- What needs to be done -
Your task is to write out the lines from the line containing "Expected: for each instance of the horse hoof" through the last line of the material, exactly.
*** Begin section ***
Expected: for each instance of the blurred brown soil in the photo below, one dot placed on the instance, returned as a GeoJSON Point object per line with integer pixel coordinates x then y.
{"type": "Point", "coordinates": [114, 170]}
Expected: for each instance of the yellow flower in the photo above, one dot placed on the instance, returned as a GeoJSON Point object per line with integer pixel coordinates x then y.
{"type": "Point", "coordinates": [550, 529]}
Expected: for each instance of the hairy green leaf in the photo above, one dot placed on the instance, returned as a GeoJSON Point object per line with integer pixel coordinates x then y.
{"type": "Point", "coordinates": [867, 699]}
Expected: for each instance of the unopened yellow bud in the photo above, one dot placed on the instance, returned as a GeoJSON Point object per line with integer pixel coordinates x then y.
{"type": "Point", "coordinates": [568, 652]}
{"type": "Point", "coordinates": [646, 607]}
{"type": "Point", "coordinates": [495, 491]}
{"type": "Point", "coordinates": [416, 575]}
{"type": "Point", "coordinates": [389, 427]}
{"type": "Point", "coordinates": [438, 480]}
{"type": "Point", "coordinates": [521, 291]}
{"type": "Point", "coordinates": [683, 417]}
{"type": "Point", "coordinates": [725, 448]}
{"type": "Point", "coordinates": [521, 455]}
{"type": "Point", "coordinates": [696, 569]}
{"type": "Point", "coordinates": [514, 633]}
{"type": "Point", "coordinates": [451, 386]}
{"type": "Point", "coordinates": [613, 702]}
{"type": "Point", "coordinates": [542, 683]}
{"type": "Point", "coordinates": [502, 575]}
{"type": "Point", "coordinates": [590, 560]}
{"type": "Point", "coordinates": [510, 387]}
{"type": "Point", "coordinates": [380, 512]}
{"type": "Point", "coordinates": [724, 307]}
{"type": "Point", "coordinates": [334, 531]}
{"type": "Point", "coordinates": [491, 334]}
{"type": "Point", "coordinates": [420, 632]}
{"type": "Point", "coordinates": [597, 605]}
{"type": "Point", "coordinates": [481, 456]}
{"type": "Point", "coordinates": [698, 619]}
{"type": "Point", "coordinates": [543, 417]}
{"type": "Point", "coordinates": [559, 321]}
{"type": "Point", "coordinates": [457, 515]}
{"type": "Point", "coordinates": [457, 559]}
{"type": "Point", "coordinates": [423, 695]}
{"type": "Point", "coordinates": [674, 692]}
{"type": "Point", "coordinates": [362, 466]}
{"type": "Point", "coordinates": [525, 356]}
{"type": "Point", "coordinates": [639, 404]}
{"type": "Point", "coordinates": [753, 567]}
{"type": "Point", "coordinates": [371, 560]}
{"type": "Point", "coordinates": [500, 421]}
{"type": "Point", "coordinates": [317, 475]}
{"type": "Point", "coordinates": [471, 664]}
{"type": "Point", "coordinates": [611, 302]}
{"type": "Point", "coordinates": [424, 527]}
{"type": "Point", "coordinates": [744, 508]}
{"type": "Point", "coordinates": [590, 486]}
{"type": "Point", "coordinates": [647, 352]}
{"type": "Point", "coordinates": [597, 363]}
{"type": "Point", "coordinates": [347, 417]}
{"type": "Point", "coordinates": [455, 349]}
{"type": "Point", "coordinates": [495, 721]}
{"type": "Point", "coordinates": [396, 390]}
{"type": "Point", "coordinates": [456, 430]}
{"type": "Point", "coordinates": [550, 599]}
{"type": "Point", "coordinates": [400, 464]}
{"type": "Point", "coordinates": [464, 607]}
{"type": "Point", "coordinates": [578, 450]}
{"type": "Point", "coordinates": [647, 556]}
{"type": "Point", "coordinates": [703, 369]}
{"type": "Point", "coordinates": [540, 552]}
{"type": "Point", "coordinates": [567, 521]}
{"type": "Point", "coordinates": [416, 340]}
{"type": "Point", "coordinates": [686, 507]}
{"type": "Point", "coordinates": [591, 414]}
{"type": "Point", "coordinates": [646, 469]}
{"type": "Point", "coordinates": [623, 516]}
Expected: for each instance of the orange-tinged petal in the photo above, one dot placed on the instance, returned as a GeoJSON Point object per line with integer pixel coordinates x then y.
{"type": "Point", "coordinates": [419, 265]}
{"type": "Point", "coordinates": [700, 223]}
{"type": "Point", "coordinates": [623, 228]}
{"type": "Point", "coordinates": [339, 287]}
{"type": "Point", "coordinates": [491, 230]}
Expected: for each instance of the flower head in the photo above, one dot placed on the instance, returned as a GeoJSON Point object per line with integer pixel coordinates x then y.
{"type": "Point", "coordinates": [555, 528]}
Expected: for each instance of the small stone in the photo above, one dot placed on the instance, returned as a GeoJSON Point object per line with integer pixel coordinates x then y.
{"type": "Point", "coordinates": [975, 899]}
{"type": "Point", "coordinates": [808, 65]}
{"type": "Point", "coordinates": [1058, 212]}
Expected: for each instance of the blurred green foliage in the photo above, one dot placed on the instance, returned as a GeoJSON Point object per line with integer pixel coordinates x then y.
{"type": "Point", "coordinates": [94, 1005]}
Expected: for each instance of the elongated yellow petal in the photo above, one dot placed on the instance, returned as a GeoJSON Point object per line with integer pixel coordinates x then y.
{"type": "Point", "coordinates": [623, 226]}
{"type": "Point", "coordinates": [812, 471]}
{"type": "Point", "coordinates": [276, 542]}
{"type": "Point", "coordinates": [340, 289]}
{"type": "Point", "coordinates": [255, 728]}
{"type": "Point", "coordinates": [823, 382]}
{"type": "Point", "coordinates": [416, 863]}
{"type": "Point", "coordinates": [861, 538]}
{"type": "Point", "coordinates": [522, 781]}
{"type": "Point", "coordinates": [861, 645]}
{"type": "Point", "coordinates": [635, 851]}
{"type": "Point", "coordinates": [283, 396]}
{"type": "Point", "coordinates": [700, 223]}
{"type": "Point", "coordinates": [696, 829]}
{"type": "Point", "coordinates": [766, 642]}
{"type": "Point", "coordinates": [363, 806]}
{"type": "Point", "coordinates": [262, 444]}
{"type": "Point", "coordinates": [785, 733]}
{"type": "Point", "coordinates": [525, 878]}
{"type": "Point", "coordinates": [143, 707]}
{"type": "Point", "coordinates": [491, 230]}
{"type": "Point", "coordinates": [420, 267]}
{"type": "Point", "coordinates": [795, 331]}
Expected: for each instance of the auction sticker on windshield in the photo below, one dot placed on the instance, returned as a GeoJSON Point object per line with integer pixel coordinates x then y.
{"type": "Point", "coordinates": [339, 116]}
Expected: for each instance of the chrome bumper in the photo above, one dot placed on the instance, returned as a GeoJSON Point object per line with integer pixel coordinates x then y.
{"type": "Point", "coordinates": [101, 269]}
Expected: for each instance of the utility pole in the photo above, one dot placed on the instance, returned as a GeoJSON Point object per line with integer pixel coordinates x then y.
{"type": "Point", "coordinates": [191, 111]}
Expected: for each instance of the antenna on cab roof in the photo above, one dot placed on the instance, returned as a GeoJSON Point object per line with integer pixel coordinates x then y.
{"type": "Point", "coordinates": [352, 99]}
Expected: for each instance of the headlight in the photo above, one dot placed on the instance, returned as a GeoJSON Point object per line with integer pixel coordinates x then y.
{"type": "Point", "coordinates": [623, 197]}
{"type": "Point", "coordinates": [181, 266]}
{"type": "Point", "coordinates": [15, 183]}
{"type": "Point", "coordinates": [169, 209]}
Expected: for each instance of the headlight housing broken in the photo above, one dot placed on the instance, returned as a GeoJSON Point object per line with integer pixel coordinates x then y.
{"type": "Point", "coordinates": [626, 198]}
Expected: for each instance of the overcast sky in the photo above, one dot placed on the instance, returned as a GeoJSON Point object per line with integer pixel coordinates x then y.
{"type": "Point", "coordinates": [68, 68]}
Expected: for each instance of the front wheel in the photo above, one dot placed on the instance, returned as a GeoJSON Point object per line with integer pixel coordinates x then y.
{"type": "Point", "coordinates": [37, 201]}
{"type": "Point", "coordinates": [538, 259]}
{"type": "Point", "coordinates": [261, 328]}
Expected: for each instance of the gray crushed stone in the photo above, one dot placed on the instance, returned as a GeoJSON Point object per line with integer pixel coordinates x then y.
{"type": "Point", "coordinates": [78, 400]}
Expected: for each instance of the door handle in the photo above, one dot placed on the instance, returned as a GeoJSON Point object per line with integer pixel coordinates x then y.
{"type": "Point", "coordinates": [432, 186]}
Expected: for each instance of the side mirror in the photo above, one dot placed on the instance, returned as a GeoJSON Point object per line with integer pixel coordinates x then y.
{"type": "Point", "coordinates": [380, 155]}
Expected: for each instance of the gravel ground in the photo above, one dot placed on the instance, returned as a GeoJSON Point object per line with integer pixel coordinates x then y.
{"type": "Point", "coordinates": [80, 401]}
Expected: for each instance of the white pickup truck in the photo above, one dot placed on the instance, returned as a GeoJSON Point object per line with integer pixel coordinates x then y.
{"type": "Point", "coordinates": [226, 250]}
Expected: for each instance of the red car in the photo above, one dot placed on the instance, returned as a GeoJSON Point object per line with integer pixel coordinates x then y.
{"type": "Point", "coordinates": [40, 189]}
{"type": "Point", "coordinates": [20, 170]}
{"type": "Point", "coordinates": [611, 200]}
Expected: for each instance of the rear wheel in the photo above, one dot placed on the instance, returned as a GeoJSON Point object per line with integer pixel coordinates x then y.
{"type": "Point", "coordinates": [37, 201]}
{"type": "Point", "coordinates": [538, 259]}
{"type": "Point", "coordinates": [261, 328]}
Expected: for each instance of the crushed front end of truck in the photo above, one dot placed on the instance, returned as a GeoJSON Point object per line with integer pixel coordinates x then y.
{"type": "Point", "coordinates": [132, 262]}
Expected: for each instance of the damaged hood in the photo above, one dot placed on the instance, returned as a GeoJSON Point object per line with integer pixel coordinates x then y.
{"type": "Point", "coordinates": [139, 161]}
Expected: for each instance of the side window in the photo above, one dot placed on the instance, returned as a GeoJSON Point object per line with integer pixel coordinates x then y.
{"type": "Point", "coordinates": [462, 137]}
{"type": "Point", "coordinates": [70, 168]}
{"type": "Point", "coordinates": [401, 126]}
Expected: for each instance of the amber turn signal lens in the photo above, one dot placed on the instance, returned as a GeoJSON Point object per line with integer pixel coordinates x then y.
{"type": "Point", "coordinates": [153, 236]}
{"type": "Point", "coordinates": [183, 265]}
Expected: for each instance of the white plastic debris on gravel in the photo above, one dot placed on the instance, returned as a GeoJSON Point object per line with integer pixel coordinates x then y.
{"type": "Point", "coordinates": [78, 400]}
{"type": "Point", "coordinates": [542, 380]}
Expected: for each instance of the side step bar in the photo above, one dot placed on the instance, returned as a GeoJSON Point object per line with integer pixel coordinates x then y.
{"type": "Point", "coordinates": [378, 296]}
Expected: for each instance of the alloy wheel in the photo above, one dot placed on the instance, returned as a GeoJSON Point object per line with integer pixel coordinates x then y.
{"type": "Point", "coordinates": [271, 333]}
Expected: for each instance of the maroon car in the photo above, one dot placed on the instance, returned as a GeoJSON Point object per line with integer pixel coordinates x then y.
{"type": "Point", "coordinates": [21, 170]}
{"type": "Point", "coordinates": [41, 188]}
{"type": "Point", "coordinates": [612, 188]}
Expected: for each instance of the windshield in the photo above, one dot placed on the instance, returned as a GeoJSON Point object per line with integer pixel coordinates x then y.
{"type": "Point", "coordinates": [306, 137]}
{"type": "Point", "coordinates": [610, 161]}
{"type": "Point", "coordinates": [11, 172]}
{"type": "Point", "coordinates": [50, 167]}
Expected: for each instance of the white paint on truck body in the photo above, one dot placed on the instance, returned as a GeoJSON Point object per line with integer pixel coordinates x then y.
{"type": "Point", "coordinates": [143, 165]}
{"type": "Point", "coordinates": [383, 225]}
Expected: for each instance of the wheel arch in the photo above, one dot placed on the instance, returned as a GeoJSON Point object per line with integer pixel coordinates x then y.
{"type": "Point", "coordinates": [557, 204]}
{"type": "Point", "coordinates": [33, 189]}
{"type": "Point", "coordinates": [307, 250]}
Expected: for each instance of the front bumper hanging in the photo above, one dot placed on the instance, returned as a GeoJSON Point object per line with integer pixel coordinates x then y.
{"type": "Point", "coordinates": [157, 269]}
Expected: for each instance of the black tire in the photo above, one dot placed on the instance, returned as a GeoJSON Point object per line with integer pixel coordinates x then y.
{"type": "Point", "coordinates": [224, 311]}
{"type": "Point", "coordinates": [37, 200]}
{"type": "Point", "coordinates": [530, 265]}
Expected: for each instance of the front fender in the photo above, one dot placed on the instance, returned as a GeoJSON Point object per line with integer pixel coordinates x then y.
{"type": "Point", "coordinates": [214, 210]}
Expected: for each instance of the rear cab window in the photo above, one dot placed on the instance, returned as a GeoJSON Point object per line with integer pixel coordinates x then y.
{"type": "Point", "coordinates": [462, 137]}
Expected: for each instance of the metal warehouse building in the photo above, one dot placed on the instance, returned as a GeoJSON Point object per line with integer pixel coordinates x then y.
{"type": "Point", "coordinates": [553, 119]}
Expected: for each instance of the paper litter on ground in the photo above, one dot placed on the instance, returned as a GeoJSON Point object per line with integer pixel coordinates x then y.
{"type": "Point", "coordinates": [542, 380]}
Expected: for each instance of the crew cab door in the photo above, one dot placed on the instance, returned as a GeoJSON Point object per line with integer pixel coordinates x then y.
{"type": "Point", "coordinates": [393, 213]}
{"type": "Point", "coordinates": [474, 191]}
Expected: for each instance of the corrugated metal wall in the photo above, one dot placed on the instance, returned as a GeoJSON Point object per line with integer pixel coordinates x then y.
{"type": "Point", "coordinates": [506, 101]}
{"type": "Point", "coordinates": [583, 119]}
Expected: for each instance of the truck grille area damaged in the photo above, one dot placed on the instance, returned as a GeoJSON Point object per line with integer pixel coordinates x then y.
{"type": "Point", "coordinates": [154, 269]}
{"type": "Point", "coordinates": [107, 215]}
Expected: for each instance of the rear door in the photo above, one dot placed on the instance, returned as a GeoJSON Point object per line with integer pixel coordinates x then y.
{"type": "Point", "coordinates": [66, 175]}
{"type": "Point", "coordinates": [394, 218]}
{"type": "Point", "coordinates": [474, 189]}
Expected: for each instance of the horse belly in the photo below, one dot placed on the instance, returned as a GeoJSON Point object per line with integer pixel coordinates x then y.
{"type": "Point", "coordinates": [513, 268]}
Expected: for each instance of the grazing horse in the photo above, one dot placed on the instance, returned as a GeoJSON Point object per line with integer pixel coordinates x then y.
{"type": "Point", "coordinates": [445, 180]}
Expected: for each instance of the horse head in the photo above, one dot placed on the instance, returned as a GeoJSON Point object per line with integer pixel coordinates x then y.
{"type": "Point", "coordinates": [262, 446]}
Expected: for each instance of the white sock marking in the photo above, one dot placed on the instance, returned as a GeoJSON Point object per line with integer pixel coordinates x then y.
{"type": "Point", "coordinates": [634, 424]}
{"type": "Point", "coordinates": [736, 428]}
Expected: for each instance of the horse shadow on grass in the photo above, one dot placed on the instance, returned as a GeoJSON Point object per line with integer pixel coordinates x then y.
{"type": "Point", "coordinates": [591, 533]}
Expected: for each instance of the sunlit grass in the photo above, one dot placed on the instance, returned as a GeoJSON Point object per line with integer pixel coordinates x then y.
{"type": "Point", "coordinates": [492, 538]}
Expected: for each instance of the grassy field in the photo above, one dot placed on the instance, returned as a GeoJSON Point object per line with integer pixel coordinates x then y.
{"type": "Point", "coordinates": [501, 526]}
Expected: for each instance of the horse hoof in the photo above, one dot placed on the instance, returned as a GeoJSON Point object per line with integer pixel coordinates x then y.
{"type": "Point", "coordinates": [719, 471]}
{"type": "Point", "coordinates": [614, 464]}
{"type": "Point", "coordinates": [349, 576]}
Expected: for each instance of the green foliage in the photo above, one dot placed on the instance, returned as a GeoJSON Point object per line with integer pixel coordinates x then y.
*** End section ***
- Exercise solution -
Expected: for each instance of the horse hoof in the photo above, one dot placed on the instance, returned as a GeoJSON Point object per line with integer pixel coordinates x then y.
{"type": "Point", "coordinates": [719, 471]}
{"type": "Point", "coordinates": [614, 464]}
{"type": "Point", "coordinates": [349, 576]}
Expected: for each instance of the green foliage in the photo above, one dot placed on the instance, returned as a GeoJSON Point object per line with integer pixel coordinates x then y.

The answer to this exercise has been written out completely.